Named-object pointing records
• • • • • • •
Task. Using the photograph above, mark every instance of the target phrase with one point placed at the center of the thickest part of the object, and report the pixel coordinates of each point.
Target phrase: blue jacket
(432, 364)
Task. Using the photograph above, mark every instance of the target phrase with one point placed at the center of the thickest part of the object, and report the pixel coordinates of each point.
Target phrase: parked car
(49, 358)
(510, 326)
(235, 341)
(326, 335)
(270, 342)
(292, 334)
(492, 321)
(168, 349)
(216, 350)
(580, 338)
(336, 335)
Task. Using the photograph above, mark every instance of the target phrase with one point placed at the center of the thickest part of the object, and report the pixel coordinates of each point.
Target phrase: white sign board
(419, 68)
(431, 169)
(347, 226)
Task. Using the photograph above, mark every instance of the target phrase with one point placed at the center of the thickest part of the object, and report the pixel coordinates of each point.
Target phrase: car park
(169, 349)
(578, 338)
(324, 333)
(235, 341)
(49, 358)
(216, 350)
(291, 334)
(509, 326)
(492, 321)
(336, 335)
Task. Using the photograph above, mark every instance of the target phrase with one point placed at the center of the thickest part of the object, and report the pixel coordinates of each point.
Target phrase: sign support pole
• • • • • • •
▶ Directive
Exactly reproduce every line of the data above.

▶ Answer in full
Task. Using the photograph above, mark every instance of the target phrase with one point placed at the center of the thickest part of the object, and report the pixel coordinates of each point.
Target phrase: blue jacket
(432, 364)
Task. Using the photograph above, mark every instance of the target phrase with one point placed at the center of the thickest part of the object, and report the pixel coordinates of each point.
Target phrase: parked car
(49, 358)
(510, 326)
(235, 341)
(326, 335)
(270, 342)
(292, 334)
(492, 321)
(168, 349)
(216, 350)
(580, 338)
(336, 335)
Task. Using the photograph above, mark every instance of the target phrase with one point placed at the center of the thickest part of the object, and report the pixel coordinates of each point.
Target phrase: white sign board
(419, 68)
(431, 169)
(347, 226)
Task. Using the photograph above, mark every instance of the target phrase with one point placed at the center of the thickest part of the object, and report the pixel coordinates of each point.
Target phrase: car park
(169, 349)
(578, 338)
(324, 333)
(235, 341)
(49, 358)
(216, 350)
(291, 334)
(509, 326)
(492, 321)
(336, 335)
Task. Using the photograph above, mark every instance of the target phrase with one point placed at the center of the thickest part of the object, and report the pixel coordinates of each point.
Target phrase: sign support pole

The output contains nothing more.